◆ Task objective
Reproduce every one of the records that follow line for line, leaving out the pictures.

:: Given records ::

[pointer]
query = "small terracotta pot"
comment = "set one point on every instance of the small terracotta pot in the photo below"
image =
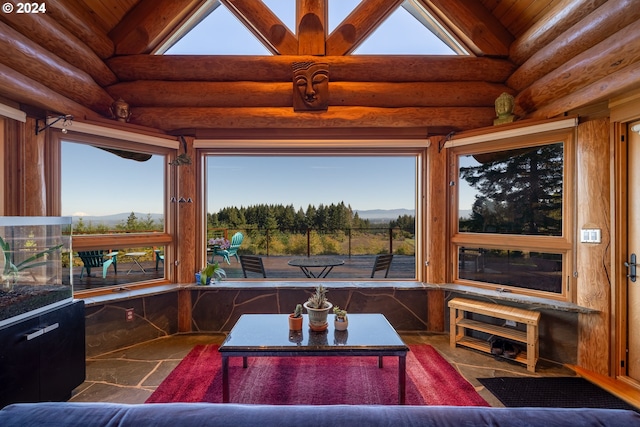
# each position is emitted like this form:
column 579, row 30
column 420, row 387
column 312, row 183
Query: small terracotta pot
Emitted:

:::

◆ The result
[pointer]
query = "small terracotta pot"
comment = "set one point on every instance of the small terracotta pot in the photo below"
image =
# each position is emitted like this form:
column 579, row 30
column 420, row 387
column 312, row 183
Query: small terracotta pot
Emitted:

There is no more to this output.